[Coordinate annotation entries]
━━━━━━━━━━

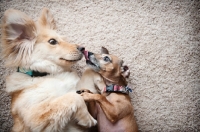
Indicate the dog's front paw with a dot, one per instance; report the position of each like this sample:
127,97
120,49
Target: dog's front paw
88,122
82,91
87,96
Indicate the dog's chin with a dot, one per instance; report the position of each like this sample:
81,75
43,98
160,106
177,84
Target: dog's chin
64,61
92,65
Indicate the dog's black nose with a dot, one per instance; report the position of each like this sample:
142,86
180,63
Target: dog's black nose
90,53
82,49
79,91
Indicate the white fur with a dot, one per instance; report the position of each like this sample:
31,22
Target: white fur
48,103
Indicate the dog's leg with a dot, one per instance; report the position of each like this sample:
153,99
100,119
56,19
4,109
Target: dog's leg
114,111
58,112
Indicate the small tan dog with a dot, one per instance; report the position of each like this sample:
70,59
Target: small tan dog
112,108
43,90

━━━━━━━━━━

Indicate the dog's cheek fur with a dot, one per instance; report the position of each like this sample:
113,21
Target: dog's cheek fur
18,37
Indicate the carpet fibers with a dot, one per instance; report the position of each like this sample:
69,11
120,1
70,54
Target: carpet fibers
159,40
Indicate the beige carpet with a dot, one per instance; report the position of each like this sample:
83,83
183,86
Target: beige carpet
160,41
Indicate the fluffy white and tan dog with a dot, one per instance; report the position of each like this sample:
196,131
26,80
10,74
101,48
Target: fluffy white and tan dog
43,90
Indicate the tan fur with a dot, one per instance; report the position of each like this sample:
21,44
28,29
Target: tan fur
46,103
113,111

━━━━━━━━━━

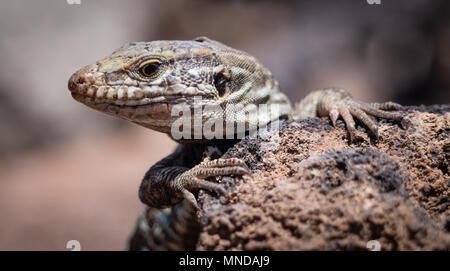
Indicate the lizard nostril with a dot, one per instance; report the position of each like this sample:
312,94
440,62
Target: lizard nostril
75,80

━━━━━━━━━━

◆ **Do this**
Show each line of the entries above that contains the word "nostril", copying the full line. Treat uppercase and lowercase as different.

◆ **Written answer**
Indicate the lizard nostril with a dot, one per instance; report the position of each like this sample:
Target: lizard nostril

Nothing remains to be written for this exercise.